> **What you will do**
[a] From the treaty passage on trust income, quote the part that opens with the words containing "It is further" and closes with "from double taxation.".
[b] According to the treaty passage on trust income, which paragraphs of Article 24 apply to such an item of income, profit or gain?

> **Passage**

+-------+

In the case where the same item of income, profit or gain derived through a trust is treated by each Contracting State as derived by different persons resident in either State, and

the tax paid or accrued by the beneficiary shall be treated as if it were paid or accrued by the settlor or grantor for the purposes of determining the relief from double taxation to be allowed by the State of which that settlor or grantor is a resident (or, in the case of the United States, a citizen), except that, in the case of an item of income from real property to which paragraph 1 of Article 6 (Income from Real Property) of the Convention applies, or a gain from the alienation of real property to which paragraph 1 of Article 13 (Gains) applies, the tax paid or accrued by the person who is a resident of the Contracting State in which the real property is situated shall be treated as if it were paid or accrued by the person who is a resident of the other Contracting State.

It is further understood that paragraphs 2 and 5 of Article 24 shall apply to such an item of income, profit or gain to the extent necessary to provide relief from double taxation.

+-------+

> **Given entries**
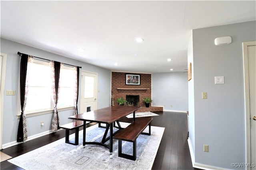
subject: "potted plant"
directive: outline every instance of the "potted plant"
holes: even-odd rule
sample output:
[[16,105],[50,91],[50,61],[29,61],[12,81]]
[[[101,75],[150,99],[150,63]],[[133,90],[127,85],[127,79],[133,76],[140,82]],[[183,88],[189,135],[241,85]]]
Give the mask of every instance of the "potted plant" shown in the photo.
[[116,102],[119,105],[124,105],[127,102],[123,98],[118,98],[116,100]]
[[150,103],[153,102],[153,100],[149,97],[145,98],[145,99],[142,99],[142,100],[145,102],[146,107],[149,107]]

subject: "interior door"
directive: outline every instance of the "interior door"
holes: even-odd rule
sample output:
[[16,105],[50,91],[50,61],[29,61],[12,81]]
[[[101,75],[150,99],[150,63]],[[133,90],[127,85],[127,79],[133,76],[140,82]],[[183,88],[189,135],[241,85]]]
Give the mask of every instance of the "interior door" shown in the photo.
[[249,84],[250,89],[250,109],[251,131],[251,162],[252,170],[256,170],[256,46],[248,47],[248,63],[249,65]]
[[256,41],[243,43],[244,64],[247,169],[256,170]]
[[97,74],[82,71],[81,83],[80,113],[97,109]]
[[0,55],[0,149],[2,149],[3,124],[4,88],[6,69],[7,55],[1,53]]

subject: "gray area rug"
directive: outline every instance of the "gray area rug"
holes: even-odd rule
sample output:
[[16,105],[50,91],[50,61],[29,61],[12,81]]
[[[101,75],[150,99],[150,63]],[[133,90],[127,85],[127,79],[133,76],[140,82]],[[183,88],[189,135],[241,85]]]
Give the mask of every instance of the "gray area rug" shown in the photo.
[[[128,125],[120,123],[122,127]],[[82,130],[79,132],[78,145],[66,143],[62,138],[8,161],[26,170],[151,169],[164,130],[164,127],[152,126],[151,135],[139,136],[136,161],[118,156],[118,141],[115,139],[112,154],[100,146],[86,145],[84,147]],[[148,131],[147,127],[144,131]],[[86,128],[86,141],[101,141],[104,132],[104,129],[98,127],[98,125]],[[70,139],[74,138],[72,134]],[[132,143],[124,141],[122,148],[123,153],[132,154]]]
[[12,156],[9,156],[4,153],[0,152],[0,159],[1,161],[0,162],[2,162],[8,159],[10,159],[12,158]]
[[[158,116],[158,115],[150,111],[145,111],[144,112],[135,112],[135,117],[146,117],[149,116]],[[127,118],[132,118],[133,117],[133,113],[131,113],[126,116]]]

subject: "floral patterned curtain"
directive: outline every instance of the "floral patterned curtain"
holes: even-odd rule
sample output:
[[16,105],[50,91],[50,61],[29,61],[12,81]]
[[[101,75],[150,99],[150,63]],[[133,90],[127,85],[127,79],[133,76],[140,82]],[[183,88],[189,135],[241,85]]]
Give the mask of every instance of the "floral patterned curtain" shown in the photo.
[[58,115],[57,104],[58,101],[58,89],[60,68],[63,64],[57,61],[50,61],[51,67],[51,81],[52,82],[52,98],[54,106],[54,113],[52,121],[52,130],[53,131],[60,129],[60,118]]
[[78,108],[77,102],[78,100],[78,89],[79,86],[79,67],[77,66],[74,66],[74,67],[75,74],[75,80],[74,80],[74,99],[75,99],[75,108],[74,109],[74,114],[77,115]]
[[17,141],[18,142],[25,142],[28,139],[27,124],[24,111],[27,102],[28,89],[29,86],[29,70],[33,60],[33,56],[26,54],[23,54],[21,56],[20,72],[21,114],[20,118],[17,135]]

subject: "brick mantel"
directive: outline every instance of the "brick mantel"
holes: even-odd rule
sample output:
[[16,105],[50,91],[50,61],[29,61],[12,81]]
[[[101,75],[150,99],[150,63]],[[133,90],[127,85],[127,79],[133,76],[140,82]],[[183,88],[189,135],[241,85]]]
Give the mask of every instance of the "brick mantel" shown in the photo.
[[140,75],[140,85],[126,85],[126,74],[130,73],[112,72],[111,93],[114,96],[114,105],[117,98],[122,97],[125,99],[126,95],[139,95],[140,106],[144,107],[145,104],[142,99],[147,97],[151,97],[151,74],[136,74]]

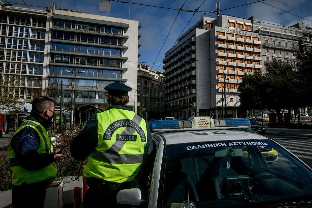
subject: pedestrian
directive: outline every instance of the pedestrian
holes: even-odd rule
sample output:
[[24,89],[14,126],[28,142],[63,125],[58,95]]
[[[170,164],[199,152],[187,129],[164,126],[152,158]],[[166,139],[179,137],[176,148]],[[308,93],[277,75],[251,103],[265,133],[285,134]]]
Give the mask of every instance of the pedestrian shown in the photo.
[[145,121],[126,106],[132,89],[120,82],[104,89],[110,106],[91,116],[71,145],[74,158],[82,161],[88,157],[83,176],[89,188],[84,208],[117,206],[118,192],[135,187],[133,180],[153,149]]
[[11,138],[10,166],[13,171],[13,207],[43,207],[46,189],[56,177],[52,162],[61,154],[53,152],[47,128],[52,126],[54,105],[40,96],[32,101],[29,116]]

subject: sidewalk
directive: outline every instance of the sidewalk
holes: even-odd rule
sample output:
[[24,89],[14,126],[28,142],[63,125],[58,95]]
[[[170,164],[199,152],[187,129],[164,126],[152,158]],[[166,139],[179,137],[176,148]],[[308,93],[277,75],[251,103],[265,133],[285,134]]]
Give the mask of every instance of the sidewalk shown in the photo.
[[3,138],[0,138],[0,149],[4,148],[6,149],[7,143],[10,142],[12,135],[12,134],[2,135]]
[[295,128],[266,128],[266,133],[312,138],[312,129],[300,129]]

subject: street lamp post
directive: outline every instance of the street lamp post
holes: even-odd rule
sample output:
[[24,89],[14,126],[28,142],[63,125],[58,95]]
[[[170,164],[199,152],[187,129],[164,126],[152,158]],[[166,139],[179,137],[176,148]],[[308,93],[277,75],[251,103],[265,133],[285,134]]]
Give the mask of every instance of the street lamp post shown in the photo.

+-------+

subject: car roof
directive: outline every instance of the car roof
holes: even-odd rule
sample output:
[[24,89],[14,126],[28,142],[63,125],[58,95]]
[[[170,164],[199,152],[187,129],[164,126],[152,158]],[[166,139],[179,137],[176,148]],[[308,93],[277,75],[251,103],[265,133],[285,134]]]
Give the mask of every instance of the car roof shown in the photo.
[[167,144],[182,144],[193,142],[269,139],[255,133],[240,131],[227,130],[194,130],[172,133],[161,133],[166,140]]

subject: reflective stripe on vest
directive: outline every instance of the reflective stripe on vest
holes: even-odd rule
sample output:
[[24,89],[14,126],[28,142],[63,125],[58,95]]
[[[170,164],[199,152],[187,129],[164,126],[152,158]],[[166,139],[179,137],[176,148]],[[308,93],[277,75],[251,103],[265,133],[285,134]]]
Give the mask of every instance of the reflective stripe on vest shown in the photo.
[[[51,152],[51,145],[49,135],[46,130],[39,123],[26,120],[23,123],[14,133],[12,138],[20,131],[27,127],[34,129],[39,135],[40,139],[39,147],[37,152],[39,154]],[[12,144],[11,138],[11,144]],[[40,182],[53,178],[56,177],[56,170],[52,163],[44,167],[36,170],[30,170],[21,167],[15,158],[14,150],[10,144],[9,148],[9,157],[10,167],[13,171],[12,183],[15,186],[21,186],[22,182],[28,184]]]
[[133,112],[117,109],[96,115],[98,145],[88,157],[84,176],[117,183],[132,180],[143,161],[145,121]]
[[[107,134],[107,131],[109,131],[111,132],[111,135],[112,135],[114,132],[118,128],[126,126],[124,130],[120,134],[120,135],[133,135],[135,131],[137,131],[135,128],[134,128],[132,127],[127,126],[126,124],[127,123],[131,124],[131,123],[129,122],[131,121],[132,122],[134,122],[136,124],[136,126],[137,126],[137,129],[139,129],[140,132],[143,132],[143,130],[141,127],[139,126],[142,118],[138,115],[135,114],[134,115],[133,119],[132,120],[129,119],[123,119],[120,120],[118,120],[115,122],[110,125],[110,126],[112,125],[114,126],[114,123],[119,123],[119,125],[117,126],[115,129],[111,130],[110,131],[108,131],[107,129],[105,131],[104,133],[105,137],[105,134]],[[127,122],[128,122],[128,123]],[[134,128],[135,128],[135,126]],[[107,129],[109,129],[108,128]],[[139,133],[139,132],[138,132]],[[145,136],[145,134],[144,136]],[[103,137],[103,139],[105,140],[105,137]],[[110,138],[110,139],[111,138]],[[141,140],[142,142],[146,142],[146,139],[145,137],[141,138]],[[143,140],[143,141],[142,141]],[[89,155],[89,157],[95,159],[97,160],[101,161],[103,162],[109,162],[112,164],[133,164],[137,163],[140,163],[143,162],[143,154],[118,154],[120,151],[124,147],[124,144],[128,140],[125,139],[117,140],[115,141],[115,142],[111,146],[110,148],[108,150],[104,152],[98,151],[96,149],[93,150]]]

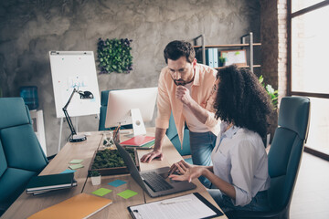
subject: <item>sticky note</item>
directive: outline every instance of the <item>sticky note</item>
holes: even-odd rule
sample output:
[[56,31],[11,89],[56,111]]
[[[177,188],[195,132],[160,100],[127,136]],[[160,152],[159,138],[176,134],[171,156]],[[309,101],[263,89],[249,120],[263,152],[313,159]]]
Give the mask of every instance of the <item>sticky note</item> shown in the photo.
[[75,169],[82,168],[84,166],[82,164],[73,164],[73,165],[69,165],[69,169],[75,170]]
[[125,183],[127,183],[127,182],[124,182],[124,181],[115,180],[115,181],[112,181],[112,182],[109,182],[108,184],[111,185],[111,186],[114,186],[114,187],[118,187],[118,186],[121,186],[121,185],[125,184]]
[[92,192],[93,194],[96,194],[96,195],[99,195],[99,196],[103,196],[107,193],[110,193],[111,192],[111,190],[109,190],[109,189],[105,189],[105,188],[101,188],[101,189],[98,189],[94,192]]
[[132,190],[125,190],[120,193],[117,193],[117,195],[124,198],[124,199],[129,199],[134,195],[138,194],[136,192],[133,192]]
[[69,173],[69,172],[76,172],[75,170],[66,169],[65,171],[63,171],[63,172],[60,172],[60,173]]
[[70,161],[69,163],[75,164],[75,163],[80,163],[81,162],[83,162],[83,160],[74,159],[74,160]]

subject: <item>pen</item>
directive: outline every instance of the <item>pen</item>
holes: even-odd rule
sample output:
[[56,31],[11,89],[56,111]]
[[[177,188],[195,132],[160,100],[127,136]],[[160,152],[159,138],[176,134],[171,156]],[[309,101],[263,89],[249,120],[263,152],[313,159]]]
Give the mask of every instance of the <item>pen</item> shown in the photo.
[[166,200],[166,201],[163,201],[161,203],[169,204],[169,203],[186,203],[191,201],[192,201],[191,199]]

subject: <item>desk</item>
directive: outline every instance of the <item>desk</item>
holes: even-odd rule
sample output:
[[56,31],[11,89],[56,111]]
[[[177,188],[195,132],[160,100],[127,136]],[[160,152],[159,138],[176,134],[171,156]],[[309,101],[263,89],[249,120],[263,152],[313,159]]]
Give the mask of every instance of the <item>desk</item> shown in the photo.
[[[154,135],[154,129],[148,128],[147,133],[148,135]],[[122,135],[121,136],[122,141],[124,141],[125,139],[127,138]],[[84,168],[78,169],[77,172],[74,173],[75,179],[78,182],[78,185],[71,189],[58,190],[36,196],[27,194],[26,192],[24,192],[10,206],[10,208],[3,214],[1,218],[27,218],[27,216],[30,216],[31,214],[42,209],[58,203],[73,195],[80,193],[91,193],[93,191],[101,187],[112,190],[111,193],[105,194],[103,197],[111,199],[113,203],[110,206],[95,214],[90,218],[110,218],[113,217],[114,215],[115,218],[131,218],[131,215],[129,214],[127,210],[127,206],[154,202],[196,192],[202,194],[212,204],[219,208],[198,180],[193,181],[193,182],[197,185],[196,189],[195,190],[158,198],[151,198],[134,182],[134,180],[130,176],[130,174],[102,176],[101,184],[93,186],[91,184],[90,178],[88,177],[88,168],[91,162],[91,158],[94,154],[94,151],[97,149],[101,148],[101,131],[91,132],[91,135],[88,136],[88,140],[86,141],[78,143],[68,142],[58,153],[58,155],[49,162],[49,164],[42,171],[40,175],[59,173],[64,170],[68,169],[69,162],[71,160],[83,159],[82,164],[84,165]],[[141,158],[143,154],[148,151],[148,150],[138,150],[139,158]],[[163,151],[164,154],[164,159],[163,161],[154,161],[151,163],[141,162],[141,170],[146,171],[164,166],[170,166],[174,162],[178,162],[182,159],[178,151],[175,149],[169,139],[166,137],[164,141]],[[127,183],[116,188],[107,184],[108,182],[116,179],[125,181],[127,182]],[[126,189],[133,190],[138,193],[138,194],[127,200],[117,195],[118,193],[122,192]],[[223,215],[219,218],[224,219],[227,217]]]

+-------+

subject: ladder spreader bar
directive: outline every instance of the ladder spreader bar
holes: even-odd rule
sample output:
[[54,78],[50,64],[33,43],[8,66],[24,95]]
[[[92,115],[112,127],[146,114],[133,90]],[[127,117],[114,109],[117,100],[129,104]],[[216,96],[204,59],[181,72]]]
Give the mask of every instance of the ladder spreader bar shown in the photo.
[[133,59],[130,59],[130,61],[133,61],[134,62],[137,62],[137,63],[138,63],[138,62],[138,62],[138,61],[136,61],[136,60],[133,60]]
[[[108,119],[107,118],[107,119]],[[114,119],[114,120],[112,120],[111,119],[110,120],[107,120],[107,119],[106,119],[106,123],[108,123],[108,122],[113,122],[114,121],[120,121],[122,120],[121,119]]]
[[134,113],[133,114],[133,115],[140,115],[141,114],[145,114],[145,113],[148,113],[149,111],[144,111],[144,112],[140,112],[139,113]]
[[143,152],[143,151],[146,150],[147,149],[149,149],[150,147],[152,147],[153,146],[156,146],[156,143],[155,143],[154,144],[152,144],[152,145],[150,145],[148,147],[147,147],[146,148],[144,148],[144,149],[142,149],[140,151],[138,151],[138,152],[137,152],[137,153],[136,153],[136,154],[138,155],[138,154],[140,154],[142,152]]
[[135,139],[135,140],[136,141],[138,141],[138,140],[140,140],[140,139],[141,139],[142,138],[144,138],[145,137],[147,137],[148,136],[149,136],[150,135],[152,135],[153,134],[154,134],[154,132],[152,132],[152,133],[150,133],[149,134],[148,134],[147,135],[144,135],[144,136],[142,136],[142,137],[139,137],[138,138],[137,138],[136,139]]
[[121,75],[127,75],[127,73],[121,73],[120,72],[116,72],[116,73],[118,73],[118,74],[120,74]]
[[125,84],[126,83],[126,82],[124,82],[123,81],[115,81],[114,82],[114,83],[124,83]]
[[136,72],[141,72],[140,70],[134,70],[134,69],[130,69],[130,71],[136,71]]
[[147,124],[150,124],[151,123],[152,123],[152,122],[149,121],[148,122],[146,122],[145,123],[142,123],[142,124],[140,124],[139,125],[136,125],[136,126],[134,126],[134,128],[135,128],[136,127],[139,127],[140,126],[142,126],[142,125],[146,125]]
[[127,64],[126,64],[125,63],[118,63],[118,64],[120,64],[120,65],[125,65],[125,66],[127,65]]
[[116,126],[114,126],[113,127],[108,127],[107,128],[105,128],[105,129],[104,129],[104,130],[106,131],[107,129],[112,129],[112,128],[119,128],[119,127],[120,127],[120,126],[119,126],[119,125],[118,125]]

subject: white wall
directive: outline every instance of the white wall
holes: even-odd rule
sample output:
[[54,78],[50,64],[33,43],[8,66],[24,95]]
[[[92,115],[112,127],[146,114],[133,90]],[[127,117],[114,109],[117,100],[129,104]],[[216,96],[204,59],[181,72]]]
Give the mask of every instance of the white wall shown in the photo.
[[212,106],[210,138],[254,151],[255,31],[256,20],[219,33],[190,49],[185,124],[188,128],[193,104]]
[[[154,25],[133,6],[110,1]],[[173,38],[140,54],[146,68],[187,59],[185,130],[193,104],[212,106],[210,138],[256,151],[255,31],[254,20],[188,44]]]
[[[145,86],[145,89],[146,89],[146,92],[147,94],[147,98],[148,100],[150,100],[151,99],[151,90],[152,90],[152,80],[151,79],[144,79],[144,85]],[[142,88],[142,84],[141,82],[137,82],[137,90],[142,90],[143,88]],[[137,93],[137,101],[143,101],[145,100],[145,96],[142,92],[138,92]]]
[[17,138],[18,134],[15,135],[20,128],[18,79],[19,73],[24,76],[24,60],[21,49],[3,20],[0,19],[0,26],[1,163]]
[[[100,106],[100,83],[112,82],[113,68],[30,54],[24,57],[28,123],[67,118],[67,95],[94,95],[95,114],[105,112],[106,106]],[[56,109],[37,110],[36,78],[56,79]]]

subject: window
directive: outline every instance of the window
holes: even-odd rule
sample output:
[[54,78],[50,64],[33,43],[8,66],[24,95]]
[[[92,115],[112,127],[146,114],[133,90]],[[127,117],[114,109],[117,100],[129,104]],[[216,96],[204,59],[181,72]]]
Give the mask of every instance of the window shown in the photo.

+-------+

> **Answers to the problems**
[a]
It is further understood that paragraphs 2 and 5 of Article 24 shall apply to such an item of income, profit or gain to the extent necessary to provide relief from double taxation.

[b] Paragraphs 2 and 5 of Article 24 apply, to the extent necessary to provide relief from double taxation.